**Work order**
In the passage on genomic data below, copy out the part starting at "All three of" and ending at "just use EMBL.", replacing "databases" with "repositories".

**Document extract**
Yes, but that’s happened across a whole series of industries. It happened across the pharmaceutical industry with all the headlines, ‘Is interferon a cancer cure?’ It happened across the computer industry, and happened across the car industry, and across the railroad industry. You see this burst of companies coming up and then consolidating down. Yes, there was a dot-com bubble, and it burst, but did you quit using e-mail? Did you quit researching online or buying online? I suspect you’re going to see the same thing in biotech. There will be a bunch of bioinformatics companies that may not be there tomorrow, but bioinformatics is not going to go away. And the usefulness of this data is not going to go away. On the contrary, I think as you annotate, and have more genomes and such, the more people that have it and the more people that are literate, the more of a network you build with it.
All three of the databases you tracked are supposed to have the exact same data, so why is the number of downloads from GenBank so much larger than from EMBL and DDBJ? I’m surprised that more European users don’t just use EMBL.
There are two things going on. One is ease of access. Sometimes people find interfaces in one place or another easier, and the speed with which things show up is easier. Also, when you look at where things are actually being deposited, you can deposit the data anywhere, but most of it is being deposited into GenBank — it’s not just being accessed via GenBank, but it’s being deposited into GenBank. Partly that’s force of habit — ‘I was trained in a lab that did it this way, and this is the protocol, and I do it’ — but another is just who makes it easy to do what. The third thing that’s important is the annotation — and the annotation and the articles that are linked to some of this stuff are not identical across databases.
Did you look at all into how people are using genome browsers like the UCSC browser and Ensembl?
No. This is just rivers of data and where is it flowing. One of the things we hope to do with this [project] is to get a series of people interested in that kind of question. Let’s start looking at what are the differences between the browsers, and how does this start branching out into specific use patterns — once you’ve got the raw block of data, then who’s accessing this raw block of data, and how does that block of data get broken out? The next stage of this mapping process has to be what do the hubs look like — who’s hubbing out of this stuff? You transfer it and then you’ve got this block of data that acts like a big, public library. Then a whole series of people come into the library and start accessing books, and it would be really interesting to start looking at those access patterns. But what we’re looking at now is a big, rough map, and I hope it’s the first of many.
What’s next for this project?
One of the things that we’ve been looking at is what happens when information gets inside specific companies. So, all of a sudden the floodgates open in a company and a whole series of things start changing. All of a sudden things like the financing requirements of the company change, and the organizational behavior of the company changes, and the power structure inside the company changes, all because you open up a little spigot and start bringing in information. Except that that spigot is very, very broad, so it’s really interesting to see how this stuff starts flowing across.

**Records supplied**
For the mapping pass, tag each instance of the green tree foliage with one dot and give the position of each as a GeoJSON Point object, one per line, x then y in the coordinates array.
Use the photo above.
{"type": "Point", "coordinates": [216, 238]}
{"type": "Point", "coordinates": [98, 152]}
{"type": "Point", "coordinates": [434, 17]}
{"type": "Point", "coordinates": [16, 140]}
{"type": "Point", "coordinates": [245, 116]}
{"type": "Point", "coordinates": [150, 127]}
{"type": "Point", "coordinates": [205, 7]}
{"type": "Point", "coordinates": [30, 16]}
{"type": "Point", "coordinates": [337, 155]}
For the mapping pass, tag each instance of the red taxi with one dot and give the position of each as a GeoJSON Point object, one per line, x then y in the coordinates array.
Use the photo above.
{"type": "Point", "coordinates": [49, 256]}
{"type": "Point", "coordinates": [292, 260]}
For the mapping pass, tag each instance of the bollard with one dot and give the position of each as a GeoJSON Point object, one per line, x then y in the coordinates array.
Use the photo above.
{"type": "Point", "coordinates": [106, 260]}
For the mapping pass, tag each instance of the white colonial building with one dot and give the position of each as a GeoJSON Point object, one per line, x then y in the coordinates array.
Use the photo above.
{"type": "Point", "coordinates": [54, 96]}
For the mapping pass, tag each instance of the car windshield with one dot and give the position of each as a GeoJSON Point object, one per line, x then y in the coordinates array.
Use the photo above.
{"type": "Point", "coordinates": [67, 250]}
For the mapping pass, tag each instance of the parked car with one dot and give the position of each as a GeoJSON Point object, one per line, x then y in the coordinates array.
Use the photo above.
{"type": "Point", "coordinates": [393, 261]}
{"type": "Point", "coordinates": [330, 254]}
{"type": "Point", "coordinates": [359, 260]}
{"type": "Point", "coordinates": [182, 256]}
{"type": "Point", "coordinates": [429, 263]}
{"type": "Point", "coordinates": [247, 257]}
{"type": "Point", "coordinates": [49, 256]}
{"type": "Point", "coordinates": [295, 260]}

**Output of the task**
All three of the repositories you tracked are supposed to have the exact same data, so why is the number of downloads from GenBank so much larger than from EMBL and DDBJ? I’m surprised that more European users don’t just use EMBL.